▶ _TASK_:
Whenever a line below holds the word "point", copy that line.

#### INFORMATION PROVIDED

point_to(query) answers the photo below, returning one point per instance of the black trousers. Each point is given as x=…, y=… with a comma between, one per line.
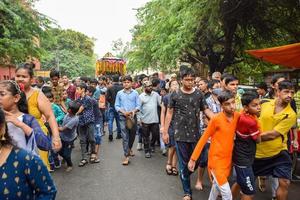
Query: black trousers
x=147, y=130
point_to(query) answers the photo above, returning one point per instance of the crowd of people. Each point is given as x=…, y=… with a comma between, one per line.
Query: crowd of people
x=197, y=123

########
#### INFORMATION PROVIDED

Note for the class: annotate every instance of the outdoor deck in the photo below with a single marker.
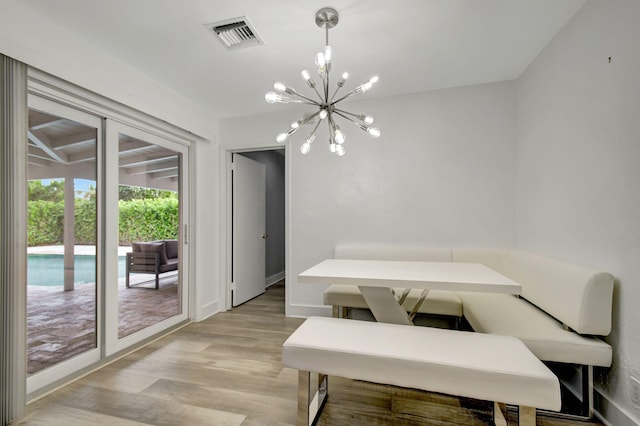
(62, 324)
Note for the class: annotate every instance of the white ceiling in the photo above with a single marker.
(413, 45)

########
#### INFORMATION PROVIDED

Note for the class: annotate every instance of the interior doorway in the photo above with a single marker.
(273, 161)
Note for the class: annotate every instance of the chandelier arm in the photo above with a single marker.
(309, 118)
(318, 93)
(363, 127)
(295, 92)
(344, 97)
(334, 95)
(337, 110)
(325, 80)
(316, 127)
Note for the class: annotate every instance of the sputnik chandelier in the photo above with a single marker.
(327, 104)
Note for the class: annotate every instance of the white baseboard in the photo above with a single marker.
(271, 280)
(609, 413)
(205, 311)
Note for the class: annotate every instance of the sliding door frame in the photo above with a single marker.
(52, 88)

########

▶ _THE COMPLETED TASK_:
point_to(query) answers the photo below, returning one point per instance of the black trousers. Each point is given as x=…, y=… with a comma between, one per line.
point_to(query) answers the photo above, returning one point per instance of the crowd of people. Each point is given as x=…, y=… with a comma between, one per line.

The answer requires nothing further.